BEGIN MATERIAL FOR THIS EXERCISE

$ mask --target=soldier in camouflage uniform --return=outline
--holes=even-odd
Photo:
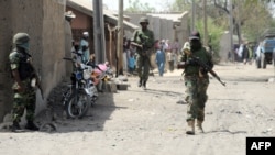
[[[213,67],[212,56],[200,42],[199,32],[194,32],[189,42],[186,42],[182,49],[180,64],[184,68],[184,79],[186,86],[186,102],[188,130],[186,134],[195,134],[195,121],[197,121],[196,130],[204,132],[202,122],[205,121],[205,106],[207,102],[207,88],[209,85],[208,71],[202,68],[195,58],[199,58],[210,68]]]
[[[150,51],[154,46],[154,33],[147,29],[148,19],[141,18],[140,24],[141,30],[136,30],[133,34],[132,45],[138,47],[136,49],[136,71],[139,74],[140,80],[138,86],[146,89],[146,82],[148,79],[148,73],[151,67]]]
[[[14,48],[9,55],[10,67],[14,84],[13,113],[12,113],[12,131],[21,130],[20,121],[26,110],[25,119],[28,121],[25,129],[36,131],[38,128],[34,124],[35,113],[35,82],[36,74],[31,65],[31,55],[29,54],[29,35],[26,33],[18,33],[13,36]],[[38,86],[40,87],[40,86]]]

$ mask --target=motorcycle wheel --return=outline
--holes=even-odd
[[[81,119],[88,112],[89,107],[90,97],[86,92],[74,92],[65,104],[67,118]]]

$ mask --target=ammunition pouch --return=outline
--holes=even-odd
[[[26,78],[31,78],[34,76],[34,69],[31,64],[28,62],[21,62],[19,66],[19,76],[21,80],[25,80]]]

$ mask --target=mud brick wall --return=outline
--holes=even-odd
[[[9,53],[12,36],[29,33],[30,54],[43,80],[44,97],[65,76],[64,11],[66,0],[0,0],[0,122],[12,108]],[[36,112],[46,107],[37,93]]]

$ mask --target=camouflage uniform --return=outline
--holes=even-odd
[[[190,42],[193,40],[199,40],[199,33],[195,33],[194,35],[198,35],[197,37],[190,37]],[[200,41],[199,41],[200,42]],[[182,49],[184,51],[184,48]],[[195,62],[191,62],[193,57],[198,57],[202,63],[208,64],[213,67],[212,56],[209,52],[206,51],[204,46],[194,49],[190,47],[190,55],[185,52],[182,53],[180,62],[186,62],[184,70],[184,79],[186,86],[186,102],[188,103],[187,108],[187,119],[188,125],[191,128],[187,134],[195,134],[194,123],[197,119],[197,126],[200,132],[202,130],[202,122],[205,121],[205,106],[208,99],[207,88],[209,85],[209,76],[204,68],[201,68]]]
[[[140,24],[148,24],[147,18],[141,18]],[[146,81],[148,79],[148,73],[151,67],[150,56],[151,48],[154,46],[154,33],[151,30],[136,30],[133,34],[133,41],[142,45],[136,49],[136,71],[140,77],[139,87],[146,88]]]
[[[12,71],[19,71],[19,77],[24,88],[24,91],[19,91],[20,86],[18,81],[14,81],[12,86],[12,89],[14,91],[12,113],[13,128],[15,128],[14,130],[20,129],[19,122],[21,121],[21,118],[24,114],[24,110],[26,110],[26,129],[37,130],[37,126],[33,123],[35,114],[36,95],[34,87],[31,86],[31,80],[35,77],[35,74],[34,68],[32,68],[30,62],[31,55],[28,54],[29,35],[25,33],[18,33],[16,35],[14,35],[13,42],[15,44],[15,48],[9,55],[10,67]]]

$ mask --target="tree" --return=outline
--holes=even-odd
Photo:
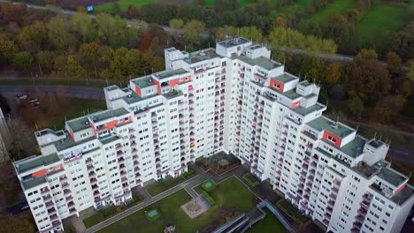
[[[348,80],[350,96],[363,101],[376,101],[387,95],[391,88],[391,79],[387,68],[377,60],[360,60],[350,71]]]
[[[279,14],[272,22],[272,27],[289,27],[289,18],[287,14]]]
[[[36,54],[36,61],[41,73],[50,72],[53,69],[54,53],[52,51],[42,50]]]
[[[128,10],[126,11],[126,15],[129,18],[135,18],[138,16],[138,8],[134,5],[129,5]]]
[[[0,63],[11,61],[16,51],[14,41],[0,33]]]
[[[358,64],[365,60],[378,60],[377,52],[374,49],[361,49],[354,57],[354,64]]]
[[[329,85],[338,84],[342,73],[342,64],[340,63],[332,63],[326,65],[325,69],[325,81]]]
[[[36,53],[43,48],[48,39],[48,29],[43,22],[36,21],[23,27],[18,36],[22,47],[32,53]]]
[[[13,67],[17,71],[29,71],[33,65],[33,56],[27,52],[19,52],[14,56]]]
[[[31,106],[29,108],[27,108],[27,111],[20,111],[23,117],[25,116],[34,116],[33,109]],[[22,124],[21,119],[8,120],[7,128],[9,129],[9,137],[4,137],[4,140],[9,151],[10,158],[21,160],[32,154],[35,146],[33,131],[25,124]]]
[[[199,35],[205,30],[205,25],[197,20],[191,20],[184,26],[184,42],[192,46],[200,44]]]
[[[392,73],[397,72],[402,64],[402,61],[395,52],[387,52],[387,67],[388,71]]]
[[[97,42],[84,43],[80,45],[79,52],[85,60],[94,66],[95,77],[98,78],[96,71],[96,64],[99,61],[99,49]]]
[[[86,70],[76,60],[75,56],[70,55],[67,56],[67,69],[71,74],[75,78],[87,78]]]
[[[405,102],[405,98],[401,95],[387,95],[377,102],[371,117],[380,123],[396,121]]]
[[[91,42],[96,39],[96,29],[92,19],[87,13],[76,13],[71,19],[72,26],[83,42]]]
[[[364,103],[359,97],[354,97],[348,101],[348,108],[355,116],[360,116],[364,109]]]
[[[30,222],[30,218],[25,217],[23,214],[13,215],[5,211],[0,211],[2,218],[0,218],[0,225],[4,233],[30,233],[34,232],[34,227]]]
[[[75,48],[77,40],[71,32],[71,25],[63,16],[53,18],[48,24],[49,41],[60,50]]]
[[[177,34],[178,29],[182,28],[184,21],[180,19],[172,19],[170,20],[170,27],[174,29],[175,34]]]

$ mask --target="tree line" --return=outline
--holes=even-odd
[[[158,40],[119,16],[85,11],[72,17],[1,4],[0,62],[24,72],[53,77],[125,80],[164,69]],[[142,38],[150,40],[140,48]]]

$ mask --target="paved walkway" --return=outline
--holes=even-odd
[[[238,177],[240,178],[240,180],[242,180],[242,182],[243,182],[244,184],[246,184],[249,187],[251,187],[251,185],[249,185],[249,184],[248,184],[247,182],[244,181],[244,179],[242,179],[242,175],[246,172],[249,171],[249,169],[246,168],[245,166],[239,166],[238,168],[233,169],[233,170],[230,170],[228,171],[227,173],[226,174],[223,174],[221,176],[218,176],[216,175],[214,172],[212,171],[208,171],[208,172],[204,172],[201,169],[199,169],[197,166],[191,166],[191,169],[195,169],[197,171],[198,175],[191,179],[188,179],[187,181],[184,181],[183,183],[164,192],[161,192],[154,197],[151,197],[148,192],[147,192],[147,189],[150,186],[145,186],[145,187],[142,187],[142,188],[140,188],[138,190],[138,192],[140,193],[140,195],[142,197],[142,199],[143,201],[142,203],[140,203],[139,205],[136,205],[131,208],[128,208],[126,210],[125,210],[124,212],[122,213],[119,213],[119,214],[111,217],[111,218],[109,218],[105,221],[103,221],[101,222],[99,222],[98,224],[91,227],[91,228],[88,228],[86,229],[85,232],[87,233],[92,233],[92,232],[96,232],[98,231],[99,229],[104,229],[125,217],[127,217],[129,216],[130,214],[139,211],[139,210],[142,210],[142,208],[145,208],[146,207],[181,190],[181,189],[184,189],[187,192],[188,192],[188,194],[195,198],[196,196],[198,196],[197,193],[196,193],[196,192],[194,192],[194,190],[192,189],[193,187],[203,183],[204,181],[208,180],[208,179],[212,179],[214,182],[216,183],[219,183],[220,181],[223,181],[224,179],[226,179],[232,176],[235,176],[235,177]]]

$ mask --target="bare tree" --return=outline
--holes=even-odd
[[[11,159],[20,160],[34,153],[34,135],[21,120],[10,119],[7,127],[10,133],[4,141]]]

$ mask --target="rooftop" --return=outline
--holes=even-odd
[[[407,180],[406,177],[389,168],[380,169],[378,177],[396,187]]]
[[[23,187],[27,190],[31,189],[33,187],[35,187],[39,184],[42,184],[43,183],[46,183],[46,176],[42,176],[39,177],[33,177],[25,181],[22,181],[21,184],[23,184]]]
[[[142,100],[135,92],[132,92],[130,94],[122,97],[127,104],[134,103]]]
[[[15,166],[19,173],[22,173],[40,166],[48,166],[58,162],[60,158],[54,153],[49,155],[39,155],[34,158],[29,158],[21,162],[16,162]]]
[[[89,115],[89,118],[94,122],[104,121],[114,116],[120,116],[129,114],[129,112],[125,108],[119,108],[117,109],[108,109]]]
[[[155,85],[154,82],[152,82],[151,76],[141,77],[141,78],[133,79],[132,82],[140,88],[145,88],[147,86]]]
[[[218,56],[218,55],[216,53],[216,50],[214,49],[210,48],[190,53],[188,58],[185,58],[184,61],[186,61],[188,64],[194,64]]]
[[[276,77],[272,77],[272,79],[274,79],[278,81],[280,81],[282,83],[288,83],[292,80],[295,80],[295,79],[299,79],[299,78],[297,77],[295,77],[291,74],[288,74],[288,73],[283,73],[281,75],[279,75],[279,76],[276,76]]]
[[[167,94],[165,94],[163,95],[164,95],[164,97],[165,97],[167,99],[172,99],[172,98],[175,98],[177,96],[182,95],[182,92],[177,91],[177,90],[172,90],[171,92],[169,92]]]
[[[409,199],[412,196],[414,196],[414,190],[412,186],[405,185],[403,189],[402,189],[391,198],[391,200],[397,203],[398,205],[402,205],[407,199]]]
[[[189,74],[189,71],[186,71],[186,70],[184,70],[182,68],[180,68],[180,69],[177,69],[177,70],[160,71],[160,72],[153,74],[153,76],[158,78],[158,79],[166,79],[166,78],[170,78],[170,77],[172,77],[172,76],[175,76],[175,75],[180,75],[180,74],[184,74],[184,73],[188,73]]]
[[[234,47],[234,46],[244,44],[244,43],[249,43],[249,42],[251,42],[251,41],[243,37],[237,37],[237,38],[233,38],[233,39],[219,42],[218,44],[226,48],[230,48],[230,47]]]
[[[234,56],[233,58],[236,58],[236,59],[239,59],[242,62],[245,62],[249,64],[251,64],[251,65],[257,65],[266,71],[270,71],[270,70],[272,70],[274,68],[277,68],[277,67],[280,67],[280,66],[282,66],[281,64],[279,64],[270,58],[266,58],[264,56],[259,56],[259,57],[257,57],[257,58],[250,58],[250,57],[247,57],[247,56]]]
[[[56,147],[56,149],[58,151],[62,151],[62,150],[70,148],[70,147],[77,146],[77,145],[80,145],[82,143],[85,143],[85,142],[88,142],[88,141],[90,141],[90,140],[93,140],[93,139],[95,139],[94,137],[89,137],[89,138],[85,139],[83,140],[73,141],[73,139],[72,139],[72,137],[66,137],[64,139],[60,139],[60,140],[53,142],[53,144],[55,145],[55,147]]]
[[[89,119],[88,116],[79,117],[66,122],[67,125],[73,132],[79,132],[90,127]]]
[[[352,158],[356,158],[364,153],[364,145],[365,140],[363,138],[356,136],[353,140],[342,146],[340,150]]]
[[[293,110],[295,113],[297,113],[297,114],[299,114],[301,116],[306,116],[306,115],[310,114],[310,113],[314,112],[314,111],[318,111],[318,110],[324,109],[326,108],[326,106],[322,105],[320,103],[317,103],[317,104],[314,104],[314,105],[312,105],[312,106],[310,106],[309,108],[304,108],[304,107],[302,107],[302,106],[298,106],[298,107],[293,109]]]
[[[329,132],[334,133],[341,138],[344,138],[355,132],[355,130],[345,126],[341,123],[334,122],[325,116],[319,116],[312,121],[308,122],[307,124],[309,126],[318,132],[328,131]]]

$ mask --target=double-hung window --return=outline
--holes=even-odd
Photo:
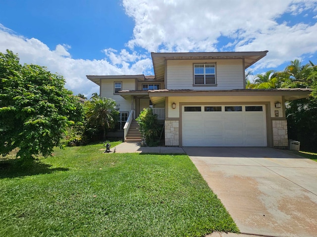
[[[120,90],[122,90],[122,82],[115,81],[114,82],[114,94],[118,94],[118,92]]]
[[[215,85],[216,65],[214,63],[194,64],[195,85]]]
[[[143,84],[142,85],[143,90],[159,90],[159,84]]]

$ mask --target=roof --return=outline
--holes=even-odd
[[[168,96],[283,96],[285,100],[293,100],[308,97],[312,92],[310,88],[277,88],[277,89],[239,89],[235,90],[124,90],[119,91],[123,97],[131,95],[145,95],[150,97],[165,97]]]
[[[268,51],[254,52],[213,52],[188,53],[152,52],[154,74],[157,79],[164,79],[167,60],[244,59],[245,70],[266,56]]]

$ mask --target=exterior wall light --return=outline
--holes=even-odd
[[[280,102],[275,103],[275,108],[281,108],[282,107],[282,103]]]

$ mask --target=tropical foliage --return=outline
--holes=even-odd
[[[282,72],[269,71],[256,76],[253,82],[247,80],[250,89],[311,88],[308,99],[286,104],[288,137],[301,142],[301,147],[317,150],[317,66],[312,62],[305,65],[298,59],[290,62]]]
[[[106,140],[107,131],[113,130],[119,112],[112,99],[93,97],[85,103],[83,136],[86,142]]]
[[[144,108],[135,120],[140,125],[140,132],[146,144],[150,146],[155,145],[161,128],[153,110]]]
[[[81,105],[64,87],[62,76],[22,66],[9,50],[0,53],[0,154],[17,148],[22,164],[49,156],[66,128],[81,121]]]

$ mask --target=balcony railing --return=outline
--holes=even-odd
[[[157,115],[158,119],[165,119],[165,108],[153,108],[152,110],[153,114]]]

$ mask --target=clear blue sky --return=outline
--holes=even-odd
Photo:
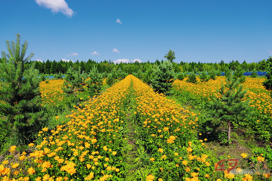
[[[256,62],[272,56],[271,7],[270,0],[3,0],[0,50],[20,33],[33,60],[154,62],[171,49],[178,63]]]

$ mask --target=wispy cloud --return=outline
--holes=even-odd
[[[132,60],[132,62],[133,62],[133,63],[134,63],[136,61],[138,61],[138,62],[139,63],[141,63],[142,62],[142,61],[141,61],[141,60],[140,60],[140,59],[134,59],[134,60]]]
[[[134,59],[133,60],[129,60],[128,59],[117,59],[116,60],[115,60],[113,62],[115,64],[116,64],[117,63],[118,63],[118,64],[120,63],[121,62],[122,63],[134,63],[136,61],[138,61],[139,63],[141,63],[142,62],[141,60],[138,59]]]
[[[61,59],[61,60],[64,62],[68,62],[71,61],[72,62],[73,62],[73,61],[71,60],[66,60],[65,59]]]
[[[78,53],[70,53],[69,55],[66,55],[66,56],[77,56],[79,55]]]
[[[118,51],[118,50],[116,48],[114,48],[112,49],[112,52],[116,52],[117,53],[119,53],[119,51]]]
[[[122,24],[122,22],[121,22],[121,21],[120,21],[120,20],[117,18],[117,20],[116,21],[116,22],[117,23],[119,23],[119,24]]]
[[[37,62],[40,62],[42,63],[44,62],[43,61],[42,61],[40,59],[36,59],[35,60],[35,61],[37,61]]]
[[[68,17],[71,17],[75,12],[68,6],[64,0],[35,0],[40,6],[44,6],[51,10],[54,13],[60,12]]]
[[[113,63],[116,64],[117,63],[120,63],[121,62],[122,63],[128,63],[129,62],[129,60],[128,59],[117,59],[116,60],[115,60],[113,62]]]
[[[100,55],[96,51],[92,53],[90,53],[92,54],[92,55]]]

END MATERIAL FOR THIS EXERCISE

### TO DO
Count the lines of the listing above that contain the string "camouflage". Reply with the number only.

### ANSWER FOR THE TASK
2